### [Quoted passage]
==========

Beyoncé’s capitalism, masquerading as radical change
The first time I listened to Beyoncé’s “Formation,” I was en route to the Brooklyn Museum for an event commemorating Black History Month. While sitting in the back of a cab, I held my phone close to my face, trying to relate to what Black Twitter instantly embraced as a groundbreaking slay. I watched the unexpectedly released video again and again before texting my friend, “So this is why everyone is so turnt?”
Cinematic and painstakingly crafted, the intentionality of “Formation” seems clear: It is a celebration of black culture and black womanhood. Sure, the video for Bey’s latest track, amplified by images of a Katrina-ravaged New Orleans, is difficult to dismiss. Much like her prior singles, it is nearly impossible to escape the constant flow of praise and admiration stemming from fans and critics alike. It’s happened before, and it’s happening again. Yet another single by Beyoncé has been canonized as a call to arms. She has been lauded as a pop icon turned activist. An anthem that will make her millions has been dubbed a revolution.
The first wave of “Formation” fever had barely settled by the time her much anticipated halftime performance with Bruno Mars dominated the blogosphere. Bey took the stage, and black America alongside their non-POC counterparts could not look away. Every aspect of her performance was lauded as empowerment. From her crew of afro-sporting dancers dressed in a fashion reminiscent of Black nationalists to her intentionally designed Michael Jackson-esque costume, fans and haters alike were reminded of Queen Bey’s reign.

==========

(Listing excerpted from a collection)
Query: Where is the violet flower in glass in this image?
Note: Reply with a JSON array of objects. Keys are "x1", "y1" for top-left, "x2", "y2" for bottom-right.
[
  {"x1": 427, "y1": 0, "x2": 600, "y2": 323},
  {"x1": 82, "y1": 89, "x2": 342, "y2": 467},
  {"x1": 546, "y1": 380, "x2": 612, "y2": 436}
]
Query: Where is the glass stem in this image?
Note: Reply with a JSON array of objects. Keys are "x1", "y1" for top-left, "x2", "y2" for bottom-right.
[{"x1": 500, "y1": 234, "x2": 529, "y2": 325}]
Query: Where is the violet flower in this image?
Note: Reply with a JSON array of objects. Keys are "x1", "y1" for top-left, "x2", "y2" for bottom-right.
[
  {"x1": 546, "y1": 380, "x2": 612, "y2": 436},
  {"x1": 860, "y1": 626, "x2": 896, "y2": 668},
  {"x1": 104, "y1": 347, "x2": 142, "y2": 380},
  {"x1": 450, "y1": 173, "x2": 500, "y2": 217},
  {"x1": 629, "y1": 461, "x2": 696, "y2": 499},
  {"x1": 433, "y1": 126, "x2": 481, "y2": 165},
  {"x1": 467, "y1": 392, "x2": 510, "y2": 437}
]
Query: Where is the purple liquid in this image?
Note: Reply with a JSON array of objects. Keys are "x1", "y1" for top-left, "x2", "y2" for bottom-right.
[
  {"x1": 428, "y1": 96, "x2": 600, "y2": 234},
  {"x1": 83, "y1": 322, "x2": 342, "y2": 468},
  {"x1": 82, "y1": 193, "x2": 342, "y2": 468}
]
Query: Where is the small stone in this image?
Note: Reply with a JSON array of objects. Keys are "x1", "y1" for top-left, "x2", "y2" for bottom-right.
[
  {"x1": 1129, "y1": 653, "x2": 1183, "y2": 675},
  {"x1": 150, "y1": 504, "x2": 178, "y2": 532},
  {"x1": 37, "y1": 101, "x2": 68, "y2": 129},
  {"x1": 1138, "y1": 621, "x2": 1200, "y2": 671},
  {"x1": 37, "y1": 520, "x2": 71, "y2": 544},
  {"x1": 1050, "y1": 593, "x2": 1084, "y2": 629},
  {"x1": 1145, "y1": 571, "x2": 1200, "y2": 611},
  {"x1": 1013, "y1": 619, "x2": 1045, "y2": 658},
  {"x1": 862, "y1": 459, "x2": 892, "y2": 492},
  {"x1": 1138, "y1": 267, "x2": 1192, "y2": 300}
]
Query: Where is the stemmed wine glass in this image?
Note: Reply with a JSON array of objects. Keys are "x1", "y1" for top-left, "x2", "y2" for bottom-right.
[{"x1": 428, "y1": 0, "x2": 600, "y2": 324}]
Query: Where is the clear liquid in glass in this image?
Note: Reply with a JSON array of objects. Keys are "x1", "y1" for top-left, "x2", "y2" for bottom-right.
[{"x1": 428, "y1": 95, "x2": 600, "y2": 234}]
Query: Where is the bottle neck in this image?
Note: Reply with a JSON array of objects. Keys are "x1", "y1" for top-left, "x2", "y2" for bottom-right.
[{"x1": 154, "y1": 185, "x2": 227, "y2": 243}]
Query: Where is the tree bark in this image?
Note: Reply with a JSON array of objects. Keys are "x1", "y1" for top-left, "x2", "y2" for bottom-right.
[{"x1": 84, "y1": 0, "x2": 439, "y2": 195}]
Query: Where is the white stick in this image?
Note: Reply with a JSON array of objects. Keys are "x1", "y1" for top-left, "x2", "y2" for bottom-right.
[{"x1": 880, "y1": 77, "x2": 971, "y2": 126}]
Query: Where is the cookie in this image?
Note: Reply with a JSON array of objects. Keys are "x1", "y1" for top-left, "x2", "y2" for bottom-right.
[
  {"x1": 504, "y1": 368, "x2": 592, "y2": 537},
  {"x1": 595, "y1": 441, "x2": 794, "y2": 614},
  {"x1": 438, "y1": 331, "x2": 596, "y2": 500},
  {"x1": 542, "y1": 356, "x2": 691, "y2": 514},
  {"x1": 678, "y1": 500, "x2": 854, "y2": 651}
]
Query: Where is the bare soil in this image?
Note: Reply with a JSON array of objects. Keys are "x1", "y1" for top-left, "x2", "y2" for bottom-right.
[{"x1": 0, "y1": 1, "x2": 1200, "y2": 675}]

==========

### [Tasks and exercises]
1. According to the essay on Beyoncé's "Formation," where was the writer headed when first listening to the song?
2. Name every person the essay on Beyoncé's "Formation" mentions by name.
3. Proceed with the essay on Beyoncé's "Formation" from the point at which it stops.
The listing plays no part in this work.

### [Results in order]
1. To the Brooklyn Museum, for an event commemorating Black History Month.

2. Beyoncé, Bruno Mars, Michael Jackson

3.
Yet what can be said about the irresistibly of and the lack of scrutiny surrounding Beyoncé and the “flawless” narratives that she “creates?”
I’ve said it before, and I’ll say it again: I can’t buy into the hype. I am openly anti-Bey. I don’t find her music to be particularly transcendent, nor do I view her as representation of my black femininity. For me, her brand of feminism (and the brand of feminism assigned to her identity as a pop icon) is severely limited, and her latest activism via “Formation” feels more like strategic consumerist dramatism rather than empowerment. Essentially, aside from its forthright celebration of blackness, “Formation,” much like the star behind it, is a construction tailored for the masses. It is a message catering to a demographic willing to not only invest their dollars but also their political ethos in a celebrity.
Sunday’s performance, although viewed as radical through the eyes of fans, has subverted the very intentions behind the political party to which Bey’s troop of Panthers aimed to pay homage. Between retweeted images of her back-up dancers with their fists held high towards the heavens and trending hashtag movements like #BeingABlackGirlIsLit, it is clear that black Americans are indulging in a monumental cultural moment, basking in what many fans describe as the joy of seeing themselves represented in a realistic way by one of their own.
Despite this, I am caught in a perpetual moment of pause.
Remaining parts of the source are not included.